### [RECORD EXCERPTS]
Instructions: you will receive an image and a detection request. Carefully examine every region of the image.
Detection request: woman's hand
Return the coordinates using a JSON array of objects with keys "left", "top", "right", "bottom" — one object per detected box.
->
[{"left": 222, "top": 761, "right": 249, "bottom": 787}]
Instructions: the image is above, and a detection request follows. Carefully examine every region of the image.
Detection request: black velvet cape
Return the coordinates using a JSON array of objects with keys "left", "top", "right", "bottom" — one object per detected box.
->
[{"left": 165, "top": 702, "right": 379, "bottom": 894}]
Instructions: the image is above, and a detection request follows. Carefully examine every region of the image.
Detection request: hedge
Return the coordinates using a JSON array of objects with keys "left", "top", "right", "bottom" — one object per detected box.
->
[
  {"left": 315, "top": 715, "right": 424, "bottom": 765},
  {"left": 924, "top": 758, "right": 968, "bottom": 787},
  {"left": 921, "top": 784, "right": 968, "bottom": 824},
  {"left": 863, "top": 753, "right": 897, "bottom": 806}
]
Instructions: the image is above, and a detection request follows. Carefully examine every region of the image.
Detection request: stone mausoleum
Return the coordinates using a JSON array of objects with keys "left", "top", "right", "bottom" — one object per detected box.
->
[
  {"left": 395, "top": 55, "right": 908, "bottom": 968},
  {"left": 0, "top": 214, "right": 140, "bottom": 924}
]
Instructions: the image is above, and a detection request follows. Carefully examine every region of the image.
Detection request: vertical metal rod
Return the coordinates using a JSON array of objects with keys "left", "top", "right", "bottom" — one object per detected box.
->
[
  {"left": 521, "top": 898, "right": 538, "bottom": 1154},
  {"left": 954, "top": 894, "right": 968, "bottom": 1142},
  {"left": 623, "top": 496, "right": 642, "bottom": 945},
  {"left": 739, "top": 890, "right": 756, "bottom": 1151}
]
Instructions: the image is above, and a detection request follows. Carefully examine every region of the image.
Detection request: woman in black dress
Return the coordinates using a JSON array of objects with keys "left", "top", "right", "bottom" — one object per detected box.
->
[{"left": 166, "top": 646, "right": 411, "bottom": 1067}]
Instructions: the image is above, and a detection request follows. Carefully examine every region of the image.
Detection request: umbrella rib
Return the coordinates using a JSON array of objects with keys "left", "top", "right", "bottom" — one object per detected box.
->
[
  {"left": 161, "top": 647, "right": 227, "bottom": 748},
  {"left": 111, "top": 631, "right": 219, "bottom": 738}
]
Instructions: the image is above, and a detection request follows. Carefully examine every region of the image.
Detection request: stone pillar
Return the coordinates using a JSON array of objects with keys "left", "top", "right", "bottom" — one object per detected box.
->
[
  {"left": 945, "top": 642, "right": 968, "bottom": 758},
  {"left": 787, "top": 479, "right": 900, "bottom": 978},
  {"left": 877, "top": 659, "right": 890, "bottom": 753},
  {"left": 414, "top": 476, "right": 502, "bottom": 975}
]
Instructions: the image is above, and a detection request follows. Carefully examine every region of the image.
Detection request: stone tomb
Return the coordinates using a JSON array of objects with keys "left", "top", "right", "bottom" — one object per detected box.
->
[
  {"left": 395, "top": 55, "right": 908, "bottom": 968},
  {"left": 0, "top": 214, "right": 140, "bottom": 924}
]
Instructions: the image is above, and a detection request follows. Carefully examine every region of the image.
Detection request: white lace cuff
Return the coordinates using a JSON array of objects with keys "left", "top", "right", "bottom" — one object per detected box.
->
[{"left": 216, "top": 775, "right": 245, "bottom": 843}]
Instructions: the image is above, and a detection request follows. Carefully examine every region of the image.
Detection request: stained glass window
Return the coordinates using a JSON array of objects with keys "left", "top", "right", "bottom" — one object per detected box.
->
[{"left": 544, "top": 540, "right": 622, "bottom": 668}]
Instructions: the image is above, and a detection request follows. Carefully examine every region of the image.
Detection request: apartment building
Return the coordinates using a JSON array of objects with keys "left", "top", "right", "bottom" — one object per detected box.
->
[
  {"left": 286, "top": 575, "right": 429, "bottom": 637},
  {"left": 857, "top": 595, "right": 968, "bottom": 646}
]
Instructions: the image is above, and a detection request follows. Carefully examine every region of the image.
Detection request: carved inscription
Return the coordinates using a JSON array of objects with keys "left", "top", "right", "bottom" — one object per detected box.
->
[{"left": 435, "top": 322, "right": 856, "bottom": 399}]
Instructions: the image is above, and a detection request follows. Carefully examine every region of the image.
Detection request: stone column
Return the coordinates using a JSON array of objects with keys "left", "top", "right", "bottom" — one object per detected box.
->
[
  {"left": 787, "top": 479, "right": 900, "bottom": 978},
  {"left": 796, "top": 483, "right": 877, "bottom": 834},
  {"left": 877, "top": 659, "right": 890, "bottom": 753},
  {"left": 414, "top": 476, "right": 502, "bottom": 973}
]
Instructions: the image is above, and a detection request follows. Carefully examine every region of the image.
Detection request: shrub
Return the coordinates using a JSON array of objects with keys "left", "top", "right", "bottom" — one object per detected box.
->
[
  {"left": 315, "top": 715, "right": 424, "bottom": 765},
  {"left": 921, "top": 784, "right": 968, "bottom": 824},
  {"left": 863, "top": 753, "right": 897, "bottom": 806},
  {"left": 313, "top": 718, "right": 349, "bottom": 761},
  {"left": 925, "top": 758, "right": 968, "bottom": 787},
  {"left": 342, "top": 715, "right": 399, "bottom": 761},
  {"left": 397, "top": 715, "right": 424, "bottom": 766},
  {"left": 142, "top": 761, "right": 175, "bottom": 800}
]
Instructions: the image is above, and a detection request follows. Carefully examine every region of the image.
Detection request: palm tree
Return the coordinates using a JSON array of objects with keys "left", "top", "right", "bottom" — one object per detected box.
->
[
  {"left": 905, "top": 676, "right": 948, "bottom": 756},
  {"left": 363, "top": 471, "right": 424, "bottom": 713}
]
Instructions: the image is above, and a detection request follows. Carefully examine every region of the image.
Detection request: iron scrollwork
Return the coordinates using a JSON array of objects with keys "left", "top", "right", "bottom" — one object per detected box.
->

### [INSTRUCTIONS FOR THE TASK]
State how many lines of the material above contain the string "black", counting only matches with the same case. Reply with the number alone.

### [EXERCISE RESULT]
2